Museum yang saya kunjungi diresmikan pada tanggal 16 Mei 1929, bertepatan dengan Kongres Ilmu Pengetahuan se-Pasifik IV di Bandung. Gedung di jalan Diponegoro 57, Bandung tersebut terdiri dari laboratorium, perpustakaan dan Museum Geologi. Pada awal pembangunannya, peragaan yang disusun masih menyerupai ruang dokumentasi koleksi saja. Keadaaan itu berubah sekitar tahun 1990-an melalui rencana pengembangan. Tahun 1998, proyek renovasi dimulai dengan bantuan dari Jepang. Sekarang museum yang tampak sepi di hari kerja tersebut memiliki tidak kurang dari 250.000 koleksi batuan dan mineral, sekitar 60.000 koleksi fosil, dll. Museum ini juga memiliki fasilitas auditorium bagi pengunjung yang datang berombongan.(sumber: brosur Museum Geologi)
Minggu ujian berarti kegiatan relatif berkurang. Karena ujian tinggal satu, dan tugas-tugas udah beres, saya memutuskan untuk menjalankan agenda yang telah tertunda cukup lama, mengunjungi tempat-tempat bersejarah di kota Bandung. Hari ini tujuan saya adalah museum Geologi. Selain karena letaknya yang dekat, museum Geologi adalah satu-satunya tempat yang saya ketahui. Jadi daripada memperpanjang rekor kesasar, saya memutuskan mengunjungi tempat tersebut. Ketika saya keluar rumah, udara mendung. Belum sampai perempatan pertama, rintik mulai menyapa. Namun karena tanggung dan memang sudah direncanakan dari kemarin, saya memilih untuk melanjutkan perjalanan. Parahnya, meski sudah sering melewati jalan Diponegoro dan tahu letak pastinya, gerbang masuknya kelewatan, terpaksa saya harus memutar cukup jauh.

⁂

◆ **SOAL 1**
Pada tanggal berapa Museum Geologi diresmikan menurut teks tentang Museum Geologi?
◆ **SOAL 2**
Terjemahkan kalimat "Tahun 1998, proyek renovasi dimulai dengan bantuan dari Jepang." dari teks tentang Museum Geologi ke dalam bahasa Inggris.
◆ **SOAL 3**
Teruskan teks tentang Museum Geologi mulai setelah kalimat terakhirnya.

(Entri data yang tersimpan)
⁂

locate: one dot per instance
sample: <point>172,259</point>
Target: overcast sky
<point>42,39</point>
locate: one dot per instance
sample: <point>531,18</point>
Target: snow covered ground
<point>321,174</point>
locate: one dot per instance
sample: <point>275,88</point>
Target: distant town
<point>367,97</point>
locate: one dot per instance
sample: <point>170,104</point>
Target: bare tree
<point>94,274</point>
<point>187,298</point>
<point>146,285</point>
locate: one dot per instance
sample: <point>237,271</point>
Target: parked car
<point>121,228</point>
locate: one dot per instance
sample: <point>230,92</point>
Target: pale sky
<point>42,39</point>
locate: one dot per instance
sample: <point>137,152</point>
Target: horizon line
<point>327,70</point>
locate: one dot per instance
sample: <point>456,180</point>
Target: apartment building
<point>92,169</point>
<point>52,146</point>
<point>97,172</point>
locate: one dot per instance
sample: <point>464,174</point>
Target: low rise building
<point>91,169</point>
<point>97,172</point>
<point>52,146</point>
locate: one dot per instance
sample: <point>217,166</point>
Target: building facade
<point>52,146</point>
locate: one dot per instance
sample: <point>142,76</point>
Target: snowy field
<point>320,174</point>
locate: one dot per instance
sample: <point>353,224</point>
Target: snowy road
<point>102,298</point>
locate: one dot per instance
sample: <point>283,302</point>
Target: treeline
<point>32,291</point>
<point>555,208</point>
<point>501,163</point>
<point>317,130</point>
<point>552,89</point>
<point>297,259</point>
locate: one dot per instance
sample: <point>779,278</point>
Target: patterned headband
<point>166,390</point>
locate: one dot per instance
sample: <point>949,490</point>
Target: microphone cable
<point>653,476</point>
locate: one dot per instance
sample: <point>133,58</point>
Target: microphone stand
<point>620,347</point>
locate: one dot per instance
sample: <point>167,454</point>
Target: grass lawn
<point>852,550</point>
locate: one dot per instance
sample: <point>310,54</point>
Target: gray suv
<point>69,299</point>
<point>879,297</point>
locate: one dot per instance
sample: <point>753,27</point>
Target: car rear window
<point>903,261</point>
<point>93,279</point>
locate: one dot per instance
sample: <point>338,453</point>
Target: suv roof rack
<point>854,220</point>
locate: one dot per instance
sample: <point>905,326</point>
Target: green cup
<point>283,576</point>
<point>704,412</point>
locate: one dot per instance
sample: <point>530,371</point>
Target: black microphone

⁂

◆ **JAWABAN 1**
Museum Geologi diresmikan pada tanggal 16 Mei 1929.

◆ **JAWABAN 2**
In 1998, the renovation project began with assistance from Japan.

◆ **JAWABAN 3**
Di pos satpam gerbang masuk, tampak beberapa remaja dengan tas-tas besar sedang duduk santai. Dari raut wajah, tampaknya mereka baru melakukan kegiatan yang melelahkan. Tak lama setelah celingak-celinguk dekat pagar, karena tidak tahu harus memarkir motor dimana, pak satpam memberi tahu kalau saya harus ke belakang. Sambil berjalan pelan, saya mulai menyelidiki daerah baru itu. Kompleks yang dari luar tampak melebar ke samping, ternyata memiliki daerah belakang yang cukup luas. Dua buah bus pariwisata tampak sedang parkir di depan gedung kantor telekomunikasi, namun tak tampak motor satupun. Parkir motor saya temukan kemudian dekat sebuah ruangan bertuliskan perpustakaan. Dari balik jendela model Belanda, saya bisa melihat buku-buku tebal yang tampak sudah tua.
Ketika saya menanyakan cara masuk ke museum Geologi, pak satpam yang memberikan karcis parkir, mengatakan saya harus membeli karcis di loket yang terletak di dekat pintu masuk. Dengan perasaan senang, karena museum yang selalu tampak sepi itu buka, saya melangkahkan kaki ke depan. Beberapa tanda panah mengarahkan saya pada sebuah bangunan yang terpisah dari gedung utama. Bangunan itu berisi cinderamata berupa batu-batuan, dan juga makanan kecil. Di bagian yang bertuliskan loket tak ada orang. Namun dibagian belakang tampak beberapa orang berusia sekitar 25 tahunan sedang mengobrol. Setelah membeli tiket, saya menuju bangunan utama.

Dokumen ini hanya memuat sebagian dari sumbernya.